EXCERPT TO READ:
Blog 5

A Kindergarden Concept


Sharing is a fundamental concept. In fact it is a premise of our childhood. Could this concept really be taken to a new level and impact our economy? Arguably it is at the roots of economy itself. We have been providing goods that satisfy needs since the caveman era. “My rock for your club.”

The Rise of the Sharing Economy certainly has a nice ring to it. Its development has certainly been spurred by the decline in the economy. People get more creative as they try to save their pennies. It makes a lot of sense to share the goods we buy with others in order to save. This has been going on forever though, but mostly between family members and good friends and rarely at a cost.
I agree with the concept overall and certainly the podcast on To The Point does a great job of bringing in different sides to the story. I agreed with Derek and April that sharing is one of the world’s oldest behaviors and that there is so much idle inventory out there we can all benefit from sharing. I do have big concerns and doubts however.

Airbnb’s legal win, loss for New Yorkers

Airbnb is a company that is making it possible for people to rent out there homes and apartments to others when they are going to be away. However the concept has been deemed illegal by New York and Airbnb was involved in a legal battle supporting one of its customers. The article states that “the whole point of production is consumption and we should only take into account the interests of the producer where it is necessary to do so in the interests of the consumer…So, using Smith’s point we might say that the interests of consumers are advanced by the work that Airbnb is doing. At which point of course we’ve got to ask why it’s illegal. To which the answer seems to be no particular reason at all except that’s just not the way it has been done up until now…The final point being that the illegality isn’t really Airbnb’s problem. It’s really a problem for New Yorkers for they are being denied the opportunity to use the services being offered.”

SET OF TASKS:
(1) Do statements (a), (b) and (c) agree with the sharing economy blog post? Answer yes or no for each, quoting the words of the post that decide it.
(a) The post says sharing used to happen mostly between family and friends and rarely at a cost.
(b) The writer has no concerns about the sharing economy.
(c) New York has approved Airbnb's concept.
(2) Write the next part of the sharing economy blog post, starting after its last sentence.
The data that comes next is separate material from the sharing economy blog post.

LISTING:
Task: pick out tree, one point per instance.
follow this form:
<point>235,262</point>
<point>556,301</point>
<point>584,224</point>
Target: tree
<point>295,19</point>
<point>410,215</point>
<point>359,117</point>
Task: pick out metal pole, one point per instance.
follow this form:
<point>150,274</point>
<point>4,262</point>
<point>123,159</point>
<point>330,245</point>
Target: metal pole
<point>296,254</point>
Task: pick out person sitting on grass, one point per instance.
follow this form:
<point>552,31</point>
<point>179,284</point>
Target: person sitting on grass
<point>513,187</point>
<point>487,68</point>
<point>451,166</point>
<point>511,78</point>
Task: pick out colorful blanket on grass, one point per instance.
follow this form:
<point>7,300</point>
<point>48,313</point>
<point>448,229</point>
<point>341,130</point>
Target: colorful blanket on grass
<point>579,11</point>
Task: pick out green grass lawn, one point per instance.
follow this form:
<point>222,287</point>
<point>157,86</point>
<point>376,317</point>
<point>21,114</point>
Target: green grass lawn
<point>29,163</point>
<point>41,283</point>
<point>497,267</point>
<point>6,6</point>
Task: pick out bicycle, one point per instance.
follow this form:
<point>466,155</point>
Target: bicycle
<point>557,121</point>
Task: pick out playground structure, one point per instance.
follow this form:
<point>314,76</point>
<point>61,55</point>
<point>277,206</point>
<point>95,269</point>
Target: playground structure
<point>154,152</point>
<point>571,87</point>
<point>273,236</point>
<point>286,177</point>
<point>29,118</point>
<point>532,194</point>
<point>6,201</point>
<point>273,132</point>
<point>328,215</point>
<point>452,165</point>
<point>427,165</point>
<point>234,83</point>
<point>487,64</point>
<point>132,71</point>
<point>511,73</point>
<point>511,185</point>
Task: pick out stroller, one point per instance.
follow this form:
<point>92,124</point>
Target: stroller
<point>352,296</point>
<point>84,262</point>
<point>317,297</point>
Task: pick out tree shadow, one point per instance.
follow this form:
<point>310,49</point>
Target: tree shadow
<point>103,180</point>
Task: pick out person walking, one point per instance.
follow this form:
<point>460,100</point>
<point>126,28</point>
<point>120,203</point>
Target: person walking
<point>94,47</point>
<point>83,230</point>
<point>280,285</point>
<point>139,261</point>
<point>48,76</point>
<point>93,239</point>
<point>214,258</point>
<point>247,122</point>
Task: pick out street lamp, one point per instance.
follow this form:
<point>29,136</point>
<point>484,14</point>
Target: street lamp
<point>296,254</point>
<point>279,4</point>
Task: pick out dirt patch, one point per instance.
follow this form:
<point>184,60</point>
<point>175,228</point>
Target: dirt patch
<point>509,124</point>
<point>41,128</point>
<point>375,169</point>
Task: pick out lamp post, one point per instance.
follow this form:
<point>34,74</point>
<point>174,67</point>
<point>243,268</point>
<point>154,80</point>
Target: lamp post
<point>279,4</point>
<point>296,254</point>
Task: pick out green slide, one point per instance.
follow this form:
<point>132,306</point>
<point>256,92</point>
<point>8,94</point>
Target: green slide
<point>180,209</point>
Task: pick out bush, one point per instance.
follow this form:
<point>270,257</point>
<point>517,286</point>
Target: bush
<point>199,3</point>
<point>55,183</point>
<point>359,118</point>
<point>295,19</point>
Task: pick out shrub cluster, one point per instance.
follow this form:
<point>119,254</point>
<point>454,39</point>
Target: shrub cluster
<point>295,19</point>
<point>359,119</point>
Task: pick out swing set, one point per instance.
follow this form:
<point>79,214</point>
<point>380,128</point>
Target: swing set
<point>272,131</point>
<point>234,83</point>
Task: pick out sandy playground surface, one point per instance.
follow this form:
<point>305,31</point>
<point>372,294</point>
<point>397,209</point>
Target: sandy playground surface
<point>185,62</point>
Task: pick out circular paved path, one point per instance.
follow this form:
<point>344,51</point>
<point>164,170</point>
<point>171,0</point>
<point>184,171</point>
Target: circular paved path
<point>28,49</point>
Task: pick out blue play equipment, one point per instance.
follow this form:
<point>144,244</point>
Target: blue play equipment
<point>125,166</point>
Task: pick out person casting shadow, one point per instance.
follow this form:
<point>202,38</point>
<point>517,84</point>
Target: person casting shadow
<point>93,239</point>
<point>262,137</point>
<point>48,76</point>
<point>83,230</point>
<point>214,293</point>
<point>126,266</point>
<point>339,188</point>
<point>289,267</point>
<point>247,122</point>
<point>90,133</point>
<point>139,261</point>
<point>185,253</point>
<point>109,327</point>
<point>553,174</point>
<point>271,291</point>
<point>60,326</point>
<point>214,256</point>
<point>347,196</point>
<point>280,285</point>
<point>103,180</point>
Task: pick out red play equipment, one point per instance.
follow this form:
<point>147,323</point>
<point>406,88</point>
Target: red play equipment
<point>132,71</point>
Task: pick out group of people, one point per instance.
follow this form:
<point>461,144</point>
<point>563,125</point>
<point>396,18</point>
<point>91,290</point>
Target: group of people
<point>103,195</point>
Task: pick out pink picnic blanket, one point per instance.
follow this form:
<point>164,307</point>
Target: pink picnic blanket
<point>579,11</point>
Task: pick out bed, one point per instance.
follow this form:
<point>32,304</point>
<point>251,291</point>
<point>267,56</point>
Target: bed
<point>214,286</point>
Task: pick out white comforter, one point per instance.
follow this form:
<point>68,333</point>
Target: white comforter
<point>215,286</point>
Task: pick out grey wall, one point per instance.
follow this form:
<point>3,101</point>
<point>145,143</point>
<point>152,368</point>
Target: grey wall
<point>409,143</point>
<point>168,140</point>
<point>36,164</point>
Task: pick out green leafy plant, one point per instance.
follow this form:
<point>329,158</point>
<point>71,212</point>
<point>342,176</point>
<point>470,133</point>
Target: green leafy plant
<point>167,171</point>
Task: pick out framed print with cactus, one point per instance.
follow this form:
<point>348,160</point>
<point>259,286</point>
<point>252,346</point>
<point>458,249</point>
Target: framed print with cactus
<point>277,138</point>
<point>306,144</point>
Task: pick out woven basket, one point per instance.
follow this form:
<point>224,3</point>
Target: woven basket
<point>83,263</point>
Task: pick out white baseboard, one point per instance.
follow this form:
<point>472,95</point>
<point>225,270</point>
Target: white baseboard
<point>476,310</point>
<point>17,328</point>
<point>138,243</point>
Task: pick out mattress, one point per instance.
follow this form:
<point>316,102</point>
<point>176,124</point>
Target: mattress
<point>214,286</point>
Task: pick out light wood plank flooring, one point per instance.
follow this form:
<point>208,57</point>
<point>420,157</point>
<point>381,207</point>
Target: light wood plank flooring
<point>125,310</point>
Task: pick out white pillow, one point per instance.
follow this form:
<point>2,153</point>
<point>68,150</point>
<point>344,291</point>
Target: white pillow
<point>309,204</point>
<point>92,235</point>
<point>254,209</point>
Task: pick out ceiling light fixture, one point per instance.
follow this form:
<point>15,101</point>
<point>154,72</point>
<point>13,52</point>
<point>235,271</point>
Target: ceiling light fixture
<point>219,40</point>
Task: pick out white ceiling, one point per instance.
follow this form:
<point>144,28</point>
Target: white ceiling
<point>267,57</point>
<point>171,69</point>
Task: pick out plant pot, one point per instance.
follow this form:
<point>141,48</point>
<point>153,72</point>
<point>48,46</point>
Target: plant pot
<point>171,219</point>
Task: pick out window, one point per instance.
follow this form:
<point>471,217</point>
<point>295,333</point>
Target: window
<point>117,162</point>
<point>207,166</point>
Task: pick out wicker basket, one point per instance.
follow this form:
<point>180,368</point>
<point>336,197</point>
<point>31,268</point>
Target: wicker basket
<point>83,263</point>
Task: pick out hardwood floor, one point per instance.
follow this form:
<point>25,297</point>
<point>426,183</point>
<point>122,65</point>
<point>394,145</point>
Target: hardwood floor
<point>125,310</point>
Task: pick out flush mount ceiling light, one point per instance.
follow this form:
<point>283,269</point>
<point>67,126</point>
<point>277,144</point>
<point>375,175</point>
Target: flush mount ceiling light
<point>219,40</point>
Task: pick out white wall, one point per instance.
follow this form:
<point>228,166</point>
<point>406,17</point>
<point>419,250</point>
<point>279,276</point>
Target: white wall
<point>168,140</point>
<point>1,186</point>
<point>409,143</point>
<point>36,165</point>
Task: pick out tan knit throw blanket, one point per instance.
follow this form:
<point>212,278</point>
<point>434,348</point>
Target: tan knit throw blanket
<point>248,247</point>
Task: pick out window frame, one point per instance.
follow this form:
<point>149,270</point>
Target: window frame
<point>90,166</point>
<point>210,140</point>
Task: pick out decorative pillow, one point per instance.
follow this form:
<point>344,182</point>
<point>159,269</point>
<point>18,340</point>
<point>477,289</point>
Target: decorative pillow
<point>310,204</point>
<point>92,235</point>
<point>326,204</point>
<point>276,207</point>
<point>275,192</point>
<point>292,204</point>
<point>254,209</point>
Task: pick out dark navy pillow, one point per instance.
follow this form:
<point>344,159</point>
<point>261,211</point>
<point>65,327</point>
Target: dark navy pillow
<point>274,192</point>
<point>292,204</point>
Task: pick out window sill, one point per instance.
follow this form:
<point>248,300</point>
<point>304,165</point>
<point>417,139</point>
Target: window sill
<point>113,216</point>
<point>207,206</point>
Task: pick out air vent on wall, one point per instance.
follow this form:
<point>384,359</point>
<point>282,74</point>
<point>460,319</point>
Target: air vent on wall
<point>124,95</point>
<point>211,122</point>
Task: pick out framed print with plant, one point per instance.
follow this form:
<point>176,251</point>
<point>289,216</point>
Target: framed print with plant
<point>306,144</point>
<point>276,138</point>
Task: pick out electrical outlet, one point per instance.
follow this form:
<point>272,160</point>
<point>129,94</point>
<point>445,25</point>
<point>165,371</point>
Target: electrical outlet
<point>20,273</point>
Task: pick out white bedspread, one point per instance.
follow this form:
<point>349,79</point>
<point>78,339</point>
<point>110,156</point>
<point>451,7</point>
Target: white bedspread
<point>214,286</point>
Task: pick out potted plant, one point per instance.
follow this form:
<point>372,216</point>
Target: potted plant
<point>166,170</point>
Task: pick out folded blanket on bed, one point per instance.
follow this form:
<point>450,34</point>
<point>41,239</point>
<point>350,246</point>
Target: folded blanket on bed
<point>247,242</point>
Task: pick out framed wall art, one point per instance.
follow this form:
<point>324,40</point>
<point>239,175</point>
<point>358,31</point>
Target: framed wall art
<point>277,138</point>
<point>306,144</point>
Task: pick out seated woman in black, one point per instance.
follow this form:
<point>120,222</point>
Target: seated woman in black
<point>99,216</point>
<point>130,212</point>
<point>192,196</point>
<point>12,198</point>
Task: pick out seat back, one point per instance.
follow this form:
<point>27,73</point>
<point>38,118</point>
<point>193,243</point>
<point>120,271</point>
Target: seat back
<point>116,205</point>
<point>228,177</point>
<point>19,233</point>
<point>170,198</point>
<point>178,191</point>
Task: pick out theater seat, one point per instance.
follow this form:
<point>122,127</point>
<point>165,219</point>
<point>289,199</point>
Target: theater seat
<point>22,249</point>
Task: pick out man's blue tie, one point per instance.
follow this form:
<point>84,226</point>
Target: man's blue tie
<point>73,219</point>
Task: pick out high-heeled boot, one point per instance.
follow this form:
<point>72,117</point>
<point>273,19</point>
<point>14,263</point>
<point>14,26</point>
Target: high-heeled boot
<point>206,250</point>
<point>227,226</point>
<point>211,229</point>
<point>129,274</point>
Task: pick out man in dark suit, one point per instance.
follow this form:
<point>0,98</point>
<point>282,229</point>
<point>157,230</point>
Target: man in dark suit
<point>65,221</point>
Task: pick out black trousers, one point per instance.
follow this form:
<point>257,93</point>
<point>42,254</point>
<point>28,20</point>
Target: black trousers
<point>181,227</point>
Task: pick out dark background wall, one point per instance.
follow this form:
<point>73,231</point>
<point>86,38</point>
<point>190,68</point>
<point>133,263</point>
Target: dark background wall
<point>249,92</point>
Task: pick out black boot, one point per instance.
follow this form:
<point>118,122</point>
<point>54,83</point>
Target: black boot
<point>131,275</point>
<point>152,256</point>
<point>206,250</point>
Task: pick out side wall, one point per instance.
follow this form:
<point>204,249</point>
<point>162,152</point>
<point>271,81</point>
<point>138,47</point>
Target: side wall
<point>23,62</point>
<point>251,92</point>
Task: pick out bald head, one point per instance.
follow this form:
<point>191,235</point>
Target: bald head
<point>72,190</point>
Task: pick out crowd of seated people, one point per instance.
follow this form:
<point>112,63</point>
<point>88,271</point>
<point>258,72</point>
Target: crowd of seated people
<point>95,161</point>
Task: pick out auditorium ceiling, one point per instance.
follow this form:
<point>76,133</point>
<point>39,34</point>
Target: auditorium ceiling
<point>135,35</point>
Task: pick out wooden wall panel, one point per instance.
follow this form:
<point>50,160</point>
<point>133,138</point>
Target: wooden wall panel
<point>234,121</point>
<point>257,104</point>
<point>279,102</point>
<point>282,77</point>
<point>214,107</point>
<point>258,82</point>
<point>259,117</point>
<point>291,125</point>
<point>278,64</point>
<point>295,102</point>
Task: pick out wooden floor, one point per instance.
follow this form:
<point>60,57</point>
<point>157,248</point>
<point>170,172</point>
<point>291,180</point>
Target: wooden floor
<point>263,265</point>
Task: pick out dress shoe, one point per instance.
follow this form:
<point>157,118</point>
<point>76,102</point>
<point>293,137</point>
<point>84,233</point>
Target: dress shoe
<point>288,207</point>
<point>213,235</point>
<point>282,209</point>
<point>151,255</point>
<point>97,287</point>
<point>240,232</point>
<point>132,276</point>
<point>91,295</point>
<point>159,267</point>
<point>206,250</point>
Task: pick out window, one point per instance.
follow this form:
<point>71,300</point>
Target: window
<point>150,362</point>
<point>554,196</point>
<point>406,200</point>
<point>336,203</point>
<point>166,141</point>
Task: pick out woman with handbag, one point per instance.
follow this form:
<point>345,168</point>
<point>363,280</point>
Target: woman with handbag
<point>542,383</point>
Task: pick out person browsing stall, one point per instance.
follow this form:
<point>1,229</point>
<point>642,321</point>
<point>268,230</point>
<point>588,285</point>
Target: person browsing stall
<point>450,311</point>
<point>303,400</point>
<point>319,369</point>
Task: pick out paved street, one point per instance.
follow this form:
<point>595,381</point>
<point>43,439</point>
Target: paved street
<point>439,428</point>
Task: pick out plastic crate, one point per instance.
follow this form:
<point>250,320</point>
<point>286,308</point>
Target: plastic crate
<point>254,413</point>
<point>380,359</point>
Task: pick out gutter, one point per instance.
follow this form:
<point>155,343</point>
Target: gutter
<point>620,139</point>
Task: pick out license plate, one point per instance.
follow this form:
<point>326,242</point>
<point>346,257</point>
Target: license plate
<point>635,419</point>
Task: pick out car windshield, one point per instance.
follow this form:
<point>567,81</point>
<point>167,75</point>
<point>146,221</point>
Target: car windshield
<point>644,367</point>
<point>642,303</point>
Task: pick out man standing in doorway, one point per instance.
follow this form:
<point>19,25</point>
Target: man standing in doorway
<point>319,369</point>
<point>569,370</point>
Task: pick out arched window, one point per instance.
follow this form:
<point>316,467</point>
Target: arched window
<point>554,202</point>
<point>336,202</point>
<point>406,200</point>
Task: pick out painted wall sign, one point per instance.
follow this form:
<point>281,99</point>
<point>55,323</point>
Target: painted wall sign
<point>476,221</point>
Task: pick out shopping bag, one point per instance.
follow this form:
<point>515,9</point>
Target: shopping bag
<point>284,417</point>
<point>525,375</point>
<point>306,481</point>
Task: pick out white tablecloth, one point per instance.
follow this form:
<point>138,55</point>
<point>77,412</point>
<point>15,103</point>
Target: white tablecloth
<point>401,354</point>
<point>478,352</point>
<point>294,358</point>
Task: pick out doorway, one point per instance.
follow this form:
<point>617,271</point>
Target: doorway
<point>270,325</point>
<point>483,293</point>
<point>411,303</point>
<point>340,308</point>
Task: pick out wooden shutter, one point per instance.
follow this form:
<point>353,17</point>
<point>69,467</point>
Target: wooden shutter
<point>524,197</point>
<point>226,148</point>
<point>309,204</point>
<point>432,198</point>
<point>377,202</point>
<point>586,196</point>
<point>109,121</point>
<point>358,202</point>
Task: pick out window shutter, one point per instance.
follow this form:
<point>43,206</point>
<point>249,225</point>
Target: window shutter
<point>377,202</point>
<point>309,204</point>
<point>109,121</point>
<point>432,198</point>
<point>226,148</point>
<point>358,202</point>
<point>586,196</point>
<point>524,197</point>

THE REPLIES:
(1)
(a) Yes: "mostly between family members and good friends and rarely at a cost."
(b) No: "I do have big concerns and doubts however."
(c) No: "the concept has been deemed illegal by New York"

(2)
The number of legal issues that will arise from this concept are going to be astounding. AS technology races forward and as our government continues to look back at historical precedents to make decisions, policy vacuums are going to be created and the answers to the questions about illegality and responsibility simply wont exist.

I would be anxious to participate in the sharing economy’s newer ideas like Milo talks about in the podcast. There are so many dangers out there and although people should have a certain level of trust for one another, and like Anna says, capitalism couldn’t function with some trust, it is scary in this day and age to let a stranger stay in your home. Personal space is too personal for me to be comfortable sharing, however I think ZipCar is a phenomenal cost saving idea.

But on top of personal fears I fear for the impact on the non-sharing economy. If people consume less, producers need to produce less to meet demand and that ultimately leads to job loss and could hurt the economy too much. If EVERYONE tried sharing, we could all consume less, but that seems impossible. And we can’t reduce our cost of living, decline our need for the dollar and reduce what we purchase because we have created the consumer economy and taking steps backward are going to negatively impact us no matter how we do it. This is a problem the whole country will need to get on board with and plan for the effects if we want to make change in my opinion.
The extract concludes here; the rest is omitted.